# Wasserkühlung für 1080 ti



## NCC-1701-A (14. März 2017)

*Wasserkühlung für 1080 ti*

Moin, ich möchte meine zukünftige 1080 ti unter Wasser setzten. 

Was brauch eich dafür alles? mögt ihr mir etwas zusammenstellen, es sollte leise sein.

Die CPU soll später mal unter Wasser gesetzt werden 

Gehäuse wird das Bequiet 900 pro
OC wird betrieben
sollte leise sein 
Mainboard ist das AM4  Gigabyte K7 

evt könnt ihr als Zusatz noch hinzufügen, was ich noch für den AMD 1700x brauche


----------



## SpatteL (14. März 2017)

*AW: Wasserkühlung für 1080 ti*

Wasserkühlungsguide
Wakü-Beispielkonfigurationen
Wie erstelle ich einen Zusammenstellungs-/Beratungsthread richtig? Bitte erst lesen dann schreiben!


----------



## NCC-1701-A (14. März 2017)

*AW: Wasserkühlung für 1080 ti*

Warenkorb | Aquatuning Germany


kann man das so kaufen?


----------



## Gelöschtes Mitglied 164118 (14. März 2017)

*AW: Wasserkühlung für 1080 ti*



matten1987 schrieb:


> Warenkorb | Aquatuning Germany
> 
> 
> kann man das so kaufen?



Ne, besser nicht. 
Der Grafikkühler ist für eine Titan X und GTX 980 und nicht für ne 1080ti. 
Auch der CPU-Kühler fehlt und die Backplate ist nicht für AM4. 
Also insgesamt nochmal überschauen für welche Grafikkarte und CPU die Sachen sein sollen.


----------



## Joim (14. März 2017)

--- AUFGABE 1 ---
Für welche Grafikkarten ist der Grafikkühler im Warenkorb laut dem Forenthread zur Wasserkühlung gedacht?
--- AUFGABE 2 ---
Welche Hardware nennt NCC-1701-A im ersten Beitrag des Forenthreads zur Wasserkühlung für das geplante System?

--- BEREITGESTELLTES MATERIAL ---
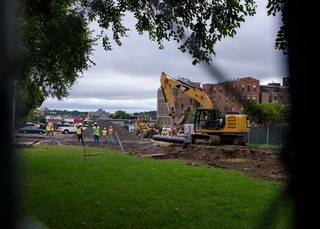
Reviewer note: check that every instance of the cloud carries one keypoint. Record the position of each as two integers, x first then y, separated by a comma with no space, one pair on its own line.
128,77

--- MUSTERLÖSUNG 1 ---
Für eine Titan X und eine GTX 980.

--- MUSTERLÖSUNG 2 ---
1080 ti, Gehäuse Bequiet 900 pro, Mainboard AM4 Gigabyte K7, AMD 1700x